Problem to work on
Every line of the records below that holds the word "Where" should be copied out.

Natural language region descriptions

=====

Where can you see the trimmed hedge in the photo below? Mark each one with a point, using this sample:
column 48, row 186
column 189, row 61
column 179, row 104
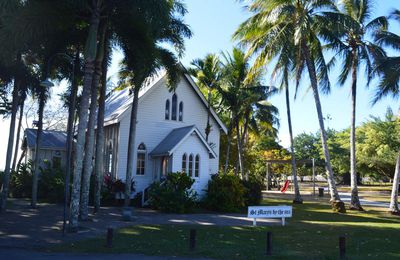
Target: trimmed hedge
column 174, row 195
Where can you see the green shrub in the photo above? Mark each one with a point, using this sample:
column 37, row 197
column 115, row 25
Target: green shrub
column 253, row 191
column 51, row 184
column 225, row 193
column 21, row 181
column 174, row 194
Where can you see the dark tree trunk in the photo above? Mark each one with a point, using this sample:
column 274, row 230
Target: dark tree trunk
column 7, row 169
column 21, row 115
column 99, row 163
column 394, row 205
column 39, row 131
column 89, row 147
column 70, row 125
column 297, row 196
column 229, row 146
column 355, row 201
column 90, row 57
column 335, row 198
column 131, row 146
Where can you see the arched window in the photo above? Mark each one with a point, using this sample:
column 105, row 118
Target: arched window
column 141, row 159
column 190, row 165
column 167, row 109
column 181, row 111
column 197, row 166
column 109, row 158
column 174, row 104
column 184, row 163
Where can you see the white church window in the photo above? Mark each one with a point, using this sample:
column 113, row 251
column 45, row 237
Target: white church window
column 174, row 107
column 197, row 166
column 167, row 109
column 181, row 111
column 190, row 171
column 184, row 163
column 141, row 160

=====

Solution
Where can you see the trimmed hedge in the photo below? Mark each one with a point, using this sample:
Where can you see the green shrub in the photo above? Mark each one with a point, using this sample:
Where can you see the dark tree trunk in the photo above? Mark each one with a point, using this sample:
Where can you see the arched window in the photo above? Mark each one with a point, using this sample:
Where can you see the white church window in the photo above? Mark each one with a point, using this sample:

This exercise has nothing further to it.